Much of the negative press concerning Today's New International Version comes from a misunderstanding of Bible translation and a misrepresentation of the TNIV. Here are seven facts you should know.

  1. The goal of the TNIV is the same as that of the NIV (and other versions): to render the meaning of the original text accurately into contemporary English.

    Since no word or phrase in one language corresponds exactly to any word or phrase in another, a strict literal or word-for-word translation is impossible. Anyone learning a foreign language soon recognizes this. Translated literally, the Spanish phrase ¿Cómo se llama? comes out something like "How do you call yourself?" But in good idiomatic English it means "What is your name?" The words must be changed to capture the meaning in English. The daunting task for Bible translators is to find English words, phrases, and clauses that correspond as closely as possible to the meaning of the original text.

    Though this controversy has focused on gender, about 70 percent of the TNIV revisions are not related to gender but result from advances in biblical scholarship and the goal of greater clarity and precision. A word-for-word translation of Matthew 1:18 would read "she [Mary] was found having in womb from holy spirit." This literal rendering is impossible English, so the original NIV translated "she was found to be with child through the Holy Spirit." The TNIV improves this by translating "she was found to be pregnant through the Holy Spirit." Since no English speaker today would use the archaic "with child," the TNIV more accurately reflects the meaning of the original.
  2. In line with this goal of accuracy, the TNIV is intentionally gender accurate. When biblical authors refer to both men and women, the TNIV makes this clear.

Information supplied
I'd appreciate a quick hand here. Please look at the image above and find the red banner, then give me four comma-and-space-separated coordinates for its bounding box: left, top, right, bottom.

What you need to do
1. Duplicate the part of the TNIV passage starting with "1. The goal" and going on through "into contemporary English.".
2. In the TNIV passage, what share of the TNIV revisions is said to be unrelated to gender?

Task responses
1.
1. The goal of the TNIV is the same as that of the NIV (and other versions): to render the meaning of the original text accurately into contemporary English.

2. About 70 percent.